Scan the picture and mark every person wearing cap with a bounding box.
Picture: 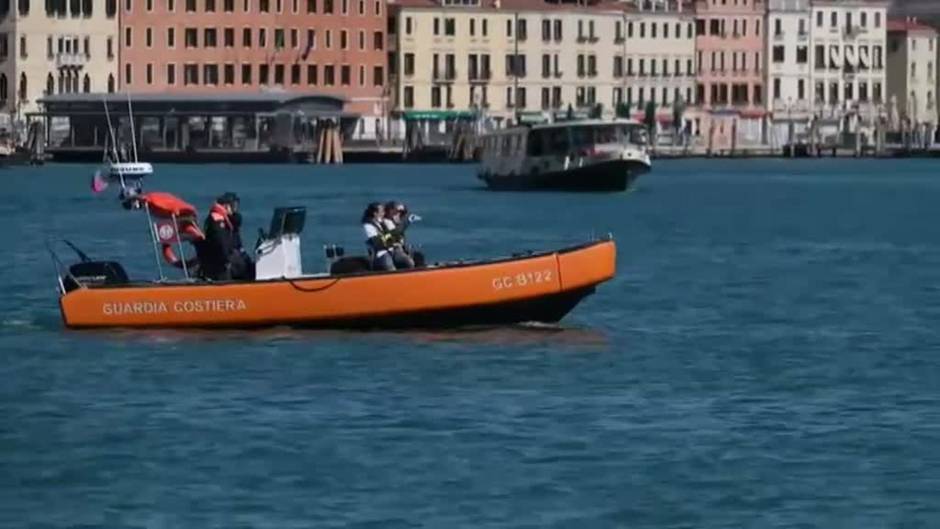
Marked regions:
[382,201,415,269]
[199,193,245,281]
[362,202,395,270]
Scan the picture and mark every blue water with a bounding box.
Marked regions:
[0,160,940,528]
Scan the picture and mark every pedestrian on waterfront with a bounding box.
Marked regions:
[362,202,395,270]
[382,201,415,268]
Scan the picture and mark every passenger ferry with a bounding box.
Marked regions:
[477,119,651,191]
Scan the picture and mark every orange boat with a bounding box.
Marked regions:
[53,190,616,328]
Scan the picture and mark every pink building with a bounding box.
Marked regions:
[695,0,767,150]
[118,0,390,137]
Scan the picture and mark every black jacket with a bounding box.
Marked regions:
[199,214,237,279]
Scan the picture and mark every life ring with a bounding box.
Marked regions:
[161,243,199,270]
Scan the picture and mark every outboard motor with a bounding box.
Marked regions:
[62,261,128,292]
[255,207,307,279]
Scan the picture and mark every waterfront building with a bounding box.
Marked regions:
[120,0,390,139]
[765,0,813,145]
[887,17,937,136]
[0,0,118,122]
[696,0,767,150]
[389,0,694,138]
[810,0,888,135]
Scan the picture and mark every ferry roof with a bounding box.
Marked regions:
[490,118,643,135]
[38,92,346,117]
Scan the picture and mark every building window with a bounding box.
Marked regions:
[183,64,199,85]
[202,64,219,85]
[402,53,415,75]
[402,86,415,108]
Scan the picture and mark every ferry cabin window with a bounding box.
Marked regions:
[570,127,593,149]
[547,127,568,155]
[594,125,617,144]
[527,130,547,156]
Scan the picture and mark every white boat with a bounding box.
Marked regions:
[92,94,153,194]
[477,119,651,191]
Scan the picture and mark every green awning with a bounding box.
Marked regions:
[516,111,548,125]
[401,110,477,121]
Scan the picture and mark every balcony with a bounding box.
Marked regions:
[843,26,868,38]
[470,70,491,84]
[433,70,457,83]
[55,53,88,68]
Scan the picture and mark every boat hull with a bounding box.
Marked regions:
[480,160,649,192]
[60,241,616,329]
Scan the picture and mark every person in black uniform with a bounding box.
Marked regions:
[199,193,254,281]
[223,193,255,280]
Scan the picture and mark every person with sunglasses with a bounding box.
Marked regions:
[382,201,419,269]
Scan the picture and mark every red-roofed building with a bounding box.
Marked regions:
[887,17,938,137]
[389,0,695,134]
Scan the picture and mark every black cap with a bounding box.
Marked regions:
[215,191,238,204]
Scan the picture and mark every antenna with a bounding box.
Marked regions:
[101,95,126,191]
[126,92,138,163]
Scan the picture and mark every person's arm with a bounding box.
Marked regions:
[362,224,389,249]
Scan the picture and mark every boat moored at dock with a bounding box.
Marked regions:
[477,120,651,191]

■ GOAL OF THE EXERCISE:
Please write out all the lines above again, swapping "bounding box" for "rectangle" and leaving everything else unchanged. Omit the pictures from your answer.

■ SOLUTION TO THIS PROBLEM:
Scan the picture and mark every person wearing cap with a rectangle.
Picture: 
Marked regions:
[382,201,415,269]
[199,193,245,281]
[362,202,395,270]
Scan the picture and mark every blue water with a rectangle.
Marked regions:
[0,160,940,528]
Scan the picture and mark every pedestrian on waterfront with a rectangle.
Marked regions:
[362,202,395,270]
[382,201,415,268]
Scan the picture and mark every passenger ferry with a rectangle.
Marked regions:
[477,119,651,191]
Scan the picture and mark every orange boat with a rectangle.
Marked regions:
[53,190,616,328]
Scan the picture and mark every pink building with a rectangle.
Marked regions:
[695,0,767,150]
[118,0,390,137]
Scan the picture and mark every black jacket with a rectangle.
Marked regions:
[199,214,237,279]
Scan the picture and mark every life ring with a rectangle.
Marked regions:
[161,243,199,270]
Scan the picture and mark every outboard motor with a rectangle.
Marked regions:
[62,261,128,292]
[255,207,307,279]
Scan the picture and mark every waterfront building with a rectangle.
Marked regions:
[120,0,390,139]
[765,0,813,145]
[887,17,937,136]
[0,0,118,122]
[696,0,767,150]
[389,0,694,138]
[810,0,888,135]
Scan the picture and mark every ferry roof with a rectangle.
Marked regions:
[490,118,643,135]
[38,92,346,117]
Scan the picture and mark every building window with a rectangle.
Marked regions:
[183,64,199,85]
[202,64,219,85]
[402,53,415,75]
[402,86,415,108]
Scan the picture and mark every ferry cabin window with a rectangle.
Marked regions:
[570,127,593,149]
[547,127,568,155]
[594,125,617,144]
[527,130,547,156]
Scan the picture and mark every white boat with a rectangle.
Marked regions:
[92,94,153,194]
[477,119,651,191]
Scan the picture and mark every green awning with a rectangle.
Marked regions:
[516,111,548,125]
[401,110,477,121]
Scan the picture and mark every balcony with a rectangle.
Marked regions:
[843,26,868,38]
[470,70,491,84]
[433,70,457,83]
[55,53,88,68]
Scan the picture and mark every boat hull with a rectangle.
Marked regions:
[480,160,649,192]
[60,241,616,329]
Scan the picture and mark every person in black uniform with a rectangle.
Marked regions:
[199,193,254,281]
[223,193,255,280]
Scan the picture and mark every person with sunglasses with a rectangle.
Marked regions:
[382,201,419,269]
Scan the picture and mark every red-roofed building with a rectangle.
Marked regions:
[887,17,938,137]
[389,0,695,134]
Scan the picture and mark every black cap with a rectangle.
Marked regions:
[215,191,238,204]
Scan the picture and mark every antenna with a rectangle.
Marked regions:
[101,95,126,191]
[126,92,138,163]
Scan the picture and mark every person's arm with a rectangle.
Marked regions:
[362,224,389,249]
Scan the picture and mark every boat moored at dock with a rectangle.
Marked regions:
[477,120,651,191]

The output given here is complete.